■ Set exercise ■
Pull out every line of the records below that contains the word "throat" and copy each one in full.

(Data records)

***

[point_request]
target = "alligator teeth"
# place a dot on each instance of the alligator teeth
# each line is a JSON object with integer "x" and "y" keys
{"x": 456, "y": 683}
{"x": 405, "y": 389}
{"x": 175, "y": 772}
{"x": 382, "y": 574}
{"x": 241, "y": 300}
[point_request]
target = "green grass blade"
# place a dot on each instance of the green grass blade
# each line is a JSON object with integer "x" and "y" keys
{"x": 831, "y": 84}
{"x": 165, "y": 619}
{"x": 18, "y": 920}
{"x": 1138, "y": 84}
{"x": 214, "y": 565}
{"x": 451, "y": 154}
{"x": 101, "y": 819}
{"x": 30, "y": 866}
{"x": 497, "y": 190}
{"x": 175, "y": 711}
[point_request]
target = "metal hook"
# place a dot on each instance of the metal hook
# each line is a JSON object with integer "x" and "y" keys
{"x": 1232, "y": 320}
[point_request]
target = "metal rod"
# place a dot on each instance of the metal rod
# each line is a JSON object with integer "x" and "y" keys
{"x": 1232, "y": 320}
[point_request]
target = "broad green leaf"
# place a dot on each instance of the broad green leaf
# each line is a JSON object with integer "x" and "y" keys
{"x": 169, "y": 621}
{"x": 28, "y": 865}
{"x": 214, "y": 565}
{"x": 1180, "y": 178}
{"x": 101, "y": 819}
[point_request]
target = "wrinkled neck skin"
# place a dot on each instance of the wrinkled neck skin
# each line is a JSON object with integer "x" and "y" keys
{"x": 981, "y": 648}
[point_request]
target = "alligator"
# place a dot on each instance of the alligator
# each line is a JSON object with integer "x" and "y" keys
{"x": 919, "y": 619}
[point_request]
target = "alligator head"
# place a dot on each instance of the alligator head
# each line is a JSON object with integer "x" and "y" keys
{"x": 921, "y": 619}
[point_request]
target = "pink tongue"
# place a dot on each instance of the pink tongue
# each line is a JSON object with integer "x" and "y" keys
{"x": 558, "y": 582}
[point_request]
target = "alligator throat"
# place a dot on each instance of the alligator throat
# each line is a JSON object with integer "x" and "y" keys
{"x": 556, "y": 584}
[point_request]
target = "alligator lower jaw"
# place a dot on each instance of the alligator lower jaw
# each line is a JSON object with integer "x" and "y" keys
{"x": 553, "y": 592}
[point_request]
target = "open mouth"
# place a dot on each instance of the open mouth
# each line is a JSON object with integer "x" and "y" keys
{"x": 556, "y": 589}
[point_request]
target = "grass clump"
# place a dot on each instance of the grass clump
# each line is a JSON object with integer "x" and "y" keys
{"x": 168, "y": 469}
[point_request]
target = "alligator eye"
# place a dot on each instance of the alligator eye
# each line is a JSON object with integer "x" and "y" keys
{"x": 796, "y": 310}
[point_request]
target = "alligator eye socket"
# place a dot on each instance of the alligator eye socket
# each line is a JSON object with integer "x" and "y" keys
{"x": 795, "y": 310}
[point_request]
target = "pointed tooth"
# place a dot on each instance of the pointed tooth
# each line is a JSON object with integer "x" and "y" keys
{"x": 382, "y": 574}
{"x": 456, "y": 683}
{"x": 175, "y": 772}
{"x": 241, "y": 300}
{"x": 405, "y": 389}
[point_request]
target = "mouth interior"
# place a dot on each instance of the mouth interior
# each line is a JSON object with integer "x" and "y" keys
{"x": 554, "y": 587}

***

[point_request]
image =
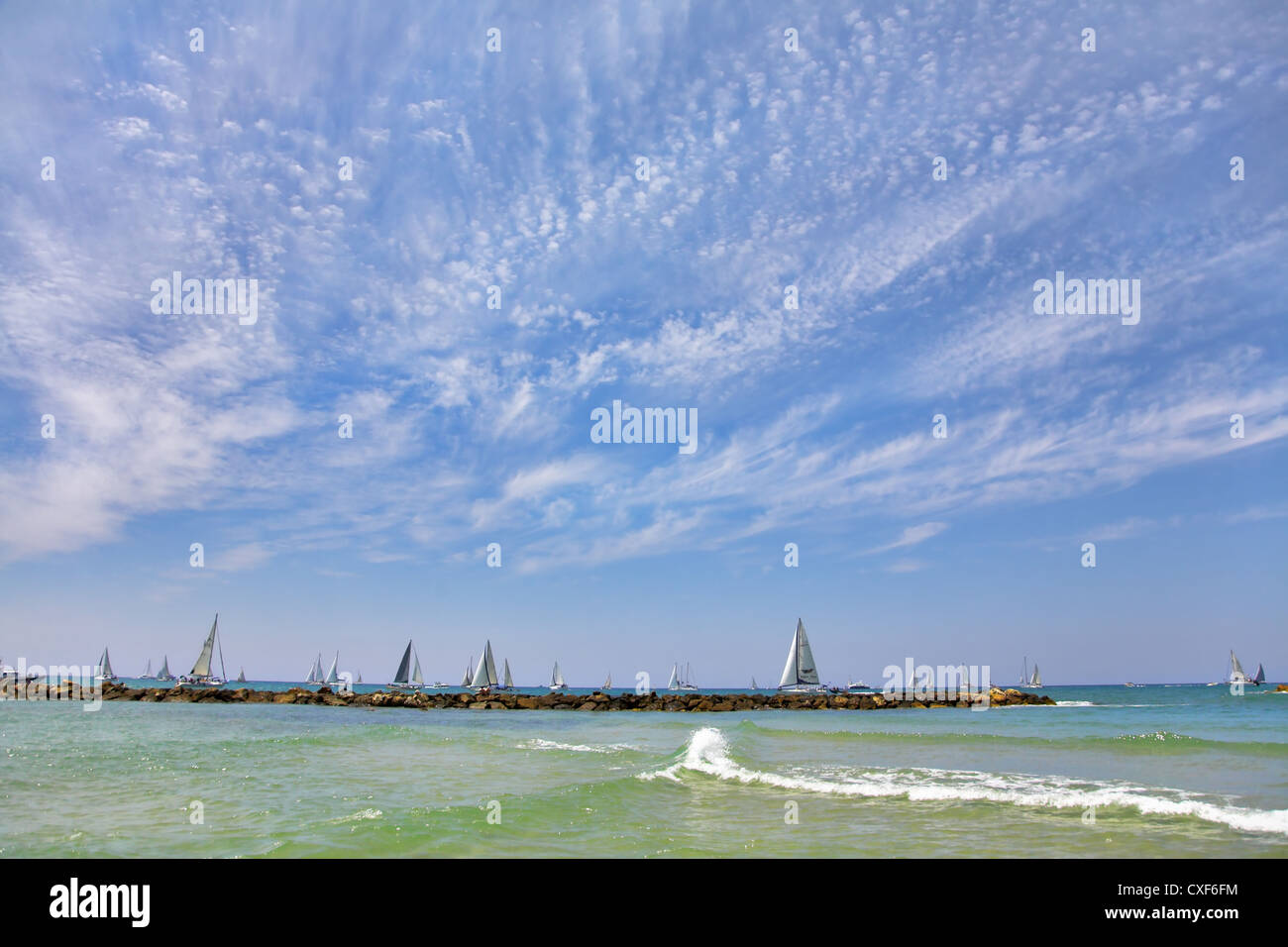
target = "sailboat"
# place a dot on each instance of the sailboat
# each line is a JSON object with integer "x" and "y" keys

***

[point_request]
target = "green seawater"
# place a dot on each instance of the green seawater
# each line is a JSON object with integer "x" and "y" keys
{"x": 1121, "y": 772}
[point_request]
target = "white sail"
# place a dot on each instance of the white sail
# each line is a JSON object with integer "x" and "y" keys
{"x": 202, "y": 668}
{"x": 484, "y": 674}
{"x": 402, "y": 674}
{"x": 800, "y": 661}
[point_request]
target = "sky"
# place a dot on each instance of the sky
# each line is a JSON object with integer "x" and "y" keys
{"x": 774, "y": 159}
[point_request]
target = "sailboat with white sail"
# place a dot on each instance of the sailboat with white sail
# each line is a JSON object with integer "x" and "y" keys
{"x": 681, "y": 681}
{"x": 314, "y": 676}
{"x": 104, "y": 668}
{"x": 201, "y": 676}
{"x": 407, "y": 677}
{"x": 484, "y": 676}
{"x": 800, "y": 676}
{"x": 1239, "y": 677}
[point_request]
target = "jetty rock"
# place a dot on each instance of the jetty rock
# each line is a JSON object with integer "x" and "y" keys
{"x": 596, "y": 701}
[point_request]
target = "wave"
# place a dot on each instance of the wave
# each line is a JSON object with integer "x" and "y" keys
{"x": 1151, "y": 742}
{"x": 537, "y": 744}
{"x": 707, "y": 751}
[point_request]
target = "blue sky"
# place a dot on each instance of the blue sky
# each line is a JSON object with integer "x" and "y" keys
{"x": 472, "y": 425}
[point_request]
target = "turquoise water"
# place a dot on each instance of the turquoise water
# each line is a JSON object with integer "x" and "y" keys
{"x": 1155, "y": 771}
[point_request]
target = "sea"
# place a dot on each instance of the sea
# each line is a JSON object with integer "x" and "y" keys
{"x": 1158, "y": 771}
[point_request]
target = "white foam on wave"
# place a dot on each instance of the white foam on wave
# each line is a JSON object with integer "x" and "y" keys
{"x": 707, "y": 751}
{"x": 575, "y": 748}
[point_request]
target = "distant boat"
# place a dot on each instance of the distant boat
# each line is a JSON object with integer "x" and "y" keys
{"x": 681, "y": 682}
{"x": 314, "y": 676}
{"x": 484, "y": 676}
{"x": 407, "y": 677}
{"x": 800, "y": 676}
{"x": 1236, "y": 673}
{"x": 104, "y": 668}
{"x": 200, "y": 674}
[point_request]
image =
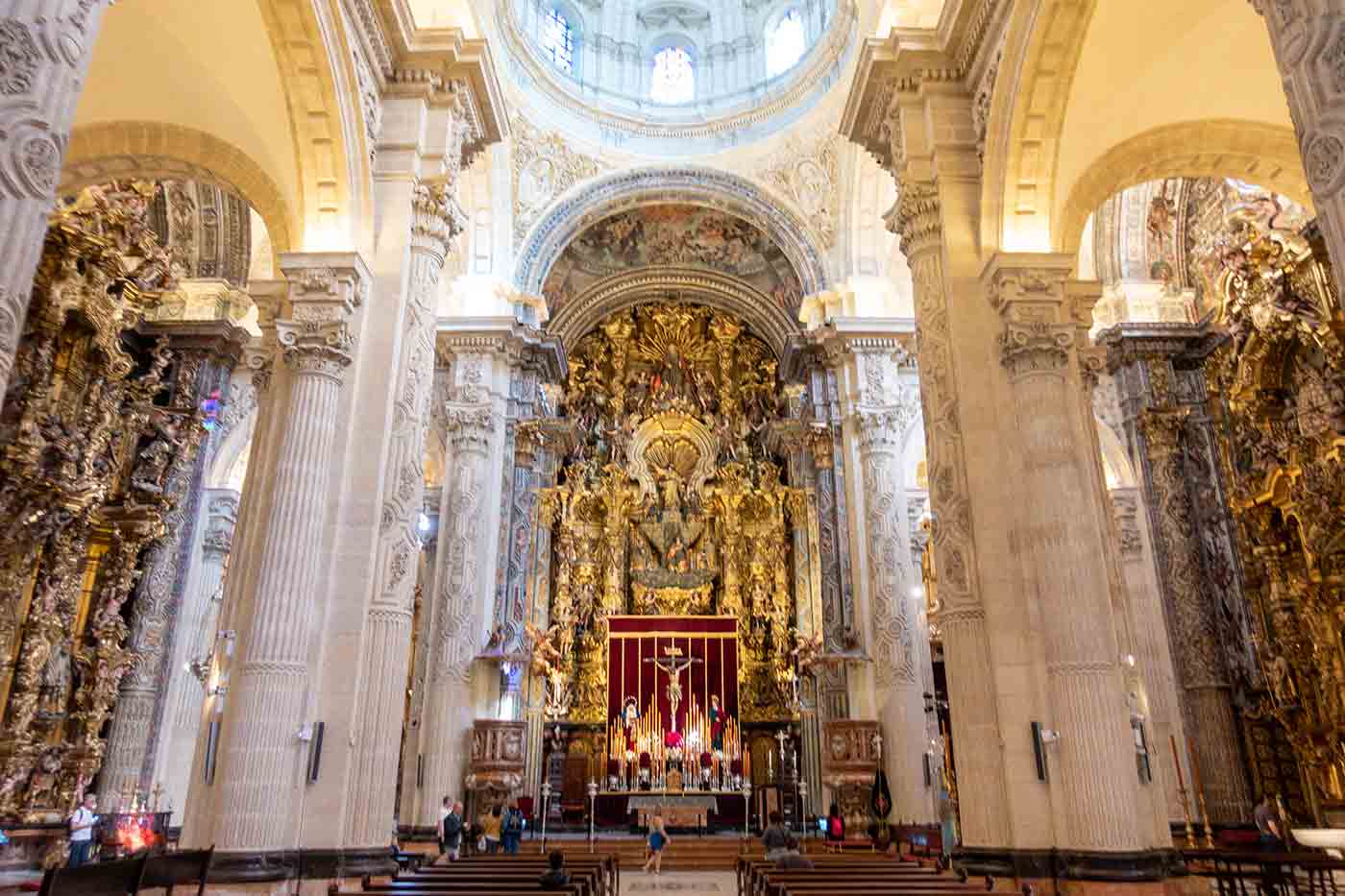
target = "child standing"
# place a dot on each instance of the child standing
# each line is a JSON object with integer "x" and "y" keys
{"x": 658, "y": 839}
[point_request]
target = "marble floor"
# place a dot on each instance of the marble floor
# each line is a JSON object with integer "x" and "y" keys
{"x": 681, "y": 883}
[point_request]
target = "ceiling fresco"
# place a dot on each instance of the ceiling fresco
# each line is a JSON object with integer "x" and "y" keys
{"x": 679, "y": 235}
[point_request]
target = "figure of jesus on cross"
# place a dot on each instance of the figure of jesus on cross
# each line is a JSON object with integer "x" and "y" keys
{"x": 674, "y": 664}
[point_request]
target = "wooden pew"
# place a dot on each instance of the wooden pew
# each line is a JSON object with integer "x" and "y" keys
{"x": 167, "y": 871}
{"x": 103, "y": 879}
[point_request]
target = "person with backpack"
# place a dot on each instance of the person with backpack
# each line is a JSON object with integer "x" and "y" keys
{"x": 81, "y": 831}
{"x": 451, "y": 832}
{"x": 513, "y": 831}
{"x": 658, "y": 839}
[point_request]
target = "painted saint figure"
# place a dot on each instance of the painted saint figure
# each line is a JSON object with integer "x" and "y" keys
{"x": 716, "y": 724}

***

■ Written response ■
target = "alligator throat"
# place a dot on each instance of the alligator throat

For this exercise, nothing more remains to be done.